→ **Supplied passage**

------------------------------------------------

/inf368-exercise-3-cord-19

Primary LanguageJupyter NotebookMIT LicenseMIT

INF368 Exercise 3 Spring 2020

In the third exercise for the Selected Topics in Machine Learning (topic being "Deep Learning") course (INF368 Spring 2020) at the University of Bergen, we are asked to participate in the COVID-19 Open Research Dataset Challenge (CORD-19).

Kaggle challenge

We decided to create a search engine for the articles in the CORD-19 dataset using TF-IDF and word embeddings using Word2Vec.

TF-IDF

TF-IDF stands for term frequency-inverse document frequency. It is a weight that is used often used for information retrieval and text mining. Given a collection of documents, TF-IDF is a statistical measure used to determine how strongly connected a word is to a specific document relatively to all the other documents. Given a word and a document from the collection, we compute TF (term frequency) and multiply it with IDF (inverse document frequency) to obtain its TF-IDF weight. The calculations are as follows:

TF = (number of times the word appears in the document) / (total number of words in said document)

IDF = log(documents in collection / number of documents with the word in it)

------------------------------------------------

Stored entries:

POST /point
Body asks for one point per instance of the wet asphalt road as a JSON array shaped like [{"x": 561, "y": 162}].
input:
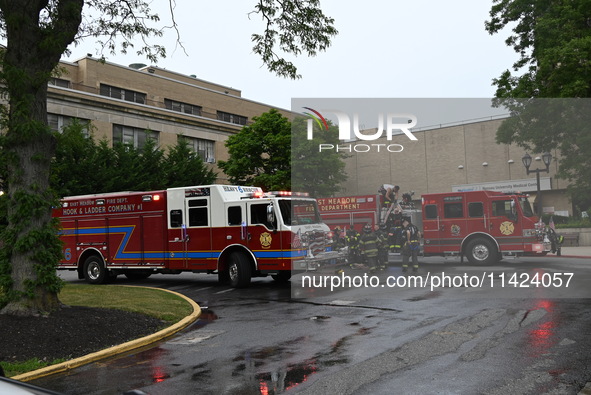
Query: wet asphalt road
[{"x": 376, "y": 340}]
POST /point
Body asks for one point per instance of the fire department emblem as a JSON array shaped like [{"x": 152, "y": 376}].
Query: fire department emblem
[
  {"x": 507, "y": 228},
  {"x": 266, "y": 239}
]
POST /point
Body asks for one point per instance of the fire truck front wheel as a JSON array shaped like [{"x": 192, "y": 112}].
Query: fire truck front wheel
[
  {"x": 95, "y": 271},
  {"x": 239, "y": 270},
  {"x": 482, "y": 252}
]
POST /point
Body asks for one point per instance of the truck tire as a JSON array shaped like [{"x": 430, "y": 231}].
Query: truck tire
[
  {"x": 482, "y": 252},
  {"x": 282, "y": 276},
  {"x": 239, "y": 270},
  {"x": 95, "y": 271}
]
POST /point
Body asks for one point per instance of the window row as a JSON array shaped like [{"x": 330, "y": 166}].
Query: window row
[
  {"x": 182, "y": 107},
  {"x": 135, "y": 137},
  {"x": 123, "y": 94},
  {"x": 232, "y": 118},
  {"x": 139, "y": 97}
]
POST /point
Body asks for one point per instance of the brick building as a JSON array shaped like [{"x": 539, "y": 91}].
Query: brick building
[
  {"x": 464, "y": 156},
  {"x": 122, "y": 102}
]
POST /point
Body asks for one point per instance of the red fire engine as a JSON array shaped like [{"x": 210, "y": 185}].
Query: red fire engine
[
  {"x": 350, "y": 211},
  {"x": 236, "y": 232},
  {"x": 481, "y": 225}
]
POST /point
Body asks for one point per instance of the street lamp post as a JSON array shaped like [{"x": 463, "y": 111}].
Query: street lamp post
[{"x": 546, "y": 158}]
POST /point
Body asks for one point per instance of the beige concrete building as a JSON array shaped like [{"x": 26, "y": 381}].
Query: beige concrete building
[
  {"x": 123, "y": 102},
  {"x": 460, "y": 157}
]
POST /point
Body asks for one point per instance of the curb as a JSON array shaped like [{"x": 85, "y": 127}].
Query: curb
[{"x": 119, "y": 349}]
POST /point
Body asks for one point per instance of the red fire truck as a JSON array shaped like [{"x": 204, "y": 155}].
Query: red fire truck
[
  {"x": 236, "y": 232},
  {"x": 350, "y": 211},
  {"x": 481, "y": 225}
]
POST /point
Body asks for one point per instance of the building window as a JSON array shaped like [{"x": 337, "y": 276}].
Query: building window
[
  {"x": 123, "y": 94},
  {"x": 453, "y": 210},
  {"x": 203, "y": 148},
  {"x": 502, "y": 208},
  {"x": 133, "y": 136},
  {"x": 232, "y": 118},
  {"x": 182, "y": 107},
  {"x": 59, "y": 82},
  {"x": 475, "y": 209},
  {"x": 57, "y": 123},
  {"x": 431, "y": 211}
]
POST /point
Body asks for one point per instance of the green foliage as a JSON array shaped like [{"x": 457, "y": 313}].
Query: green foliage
[
  {"x": 291, "y": 27},
  {"x": 260, "y": 154},
  {"x": 184, "y": 167},
  {"x": 15, "y": 368},
  {"x": 37, "y": 35},
  {"x": 275, "y": 154},
  {"x": 319, "y": 173},
  {"x": 553, "y": 41}
]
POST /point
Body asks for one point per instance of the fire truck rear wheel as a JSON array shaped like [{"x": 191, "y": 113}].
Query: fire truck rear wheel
[
  {"x": 482, "y": 252},
  {"x": 95, "y": 271},
  {"x": 239, "y": 270}
]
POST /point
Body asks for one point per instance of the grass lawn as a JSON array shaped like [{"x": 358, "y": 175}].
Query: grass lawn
[{"x": 157, "y": 303}]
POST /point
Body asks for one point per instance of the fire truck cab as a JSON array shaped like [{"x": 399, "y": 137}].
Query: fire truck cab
[
  {"x": 481, "y": 225},
  {"x": 234, "y": 231}
]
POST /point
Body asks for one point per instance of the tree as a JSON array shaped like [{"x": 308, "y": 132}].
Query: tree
[
  {"x": 260, "y": 153},
  {"x": 553, "y": 40},
  {"x": 37, "y": 33},
  {"x": 183, "y": 167},
  {"x": 274, "y": 154}
]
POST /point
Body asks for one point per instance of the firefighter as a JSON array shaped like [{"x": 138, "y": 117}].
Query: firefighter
[
  {"x": 395, "y": 233},
  {"x": 337, "y": 241},
  {"x": 556, "y": 241},
  {"x": 389, "y": 194},
  {"x": 352, "y": 241},
  {"x": 411, "y": 246},
  {"x": 369, "y": 247},
  {"x": 383, "y": 245}
]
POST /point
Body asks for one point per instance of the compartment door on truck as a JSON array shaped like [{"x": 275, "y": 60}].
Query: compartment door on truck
[
  {"x": 262, "y": 236},
  {"x": 453, "y": 227},
  {"x": 431, "y": 227},
  {"x": 198, "y": 251},
  {"x": 504, "y": 223}
]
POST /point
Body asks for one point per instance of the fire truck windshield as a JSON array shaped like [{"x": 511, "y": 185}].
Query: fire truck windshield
[
  {"x": 525, "y": 207},
  {"x": 299, "y": 212}
]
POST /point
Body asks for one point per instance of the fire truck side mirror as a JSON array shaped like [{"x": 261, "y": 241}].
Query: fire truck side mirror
[{"x": 270, "y": 215}]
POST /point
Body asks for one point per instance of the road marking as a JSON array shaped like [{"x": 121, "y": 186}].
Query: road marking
[
  {"x": 224, "y": 291},
  {"x": 342, "y": 302},
  {"x": 196, "y": 337}
]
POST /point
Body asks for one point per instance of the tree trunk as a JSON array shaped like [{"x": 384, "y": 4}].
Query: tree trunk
[{"x": 31, "y": 248}]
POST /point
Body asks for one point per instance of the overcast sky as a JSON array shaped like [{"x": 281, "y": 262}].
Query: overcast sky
[{"x": 385, "y": 48}]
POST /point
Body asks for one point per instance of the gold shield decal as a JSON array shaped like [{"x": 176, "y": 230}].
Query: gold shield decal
[
  {"x": 266, "y": 239},
  {"x": 507, "y": 228}
]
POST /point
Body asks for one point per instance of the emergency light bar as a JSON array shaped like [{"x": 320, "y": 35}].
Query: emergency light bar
[
  {"x": 289, "y": 193},
  {"x": 275, "y": 194}
]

------------------------------------------------

→ **Task brief**
Please carry on the CORD-19 search engine write-up from the point where it ends.

→ **Task response**
Word2Vec

We use word embeddings to enhance the search by appending similar words. For instance, if we search for the word "covid-19", the search engine will also use similar terms such as "coronavirus" or "sars". The motivation to create such a search engine was to learn how TF-IDF and word embeddings work in a more practical setting. We use Gensims implementation of Word2Vec to create our word embeddings using the negative sampling technique, as described in the following paper: Distributed Representations of Words and Phrases and their Compositionality.

Kaggle tasks

In the Kaggle notebook, we go into more depth of how our system works. In particular, we answer the following tasks:

  • What do we know about COVID-19 risk factors?
  • What do we know about vaccines and therapeutics?
  • What has been published about medical care?
  • What do we know about diagnostics and surveillance?

Authors

The main authors of this repository are Jonas Triki and Naphat Amundsen. This repository will contain the main code for our submission to the Kaggle competition.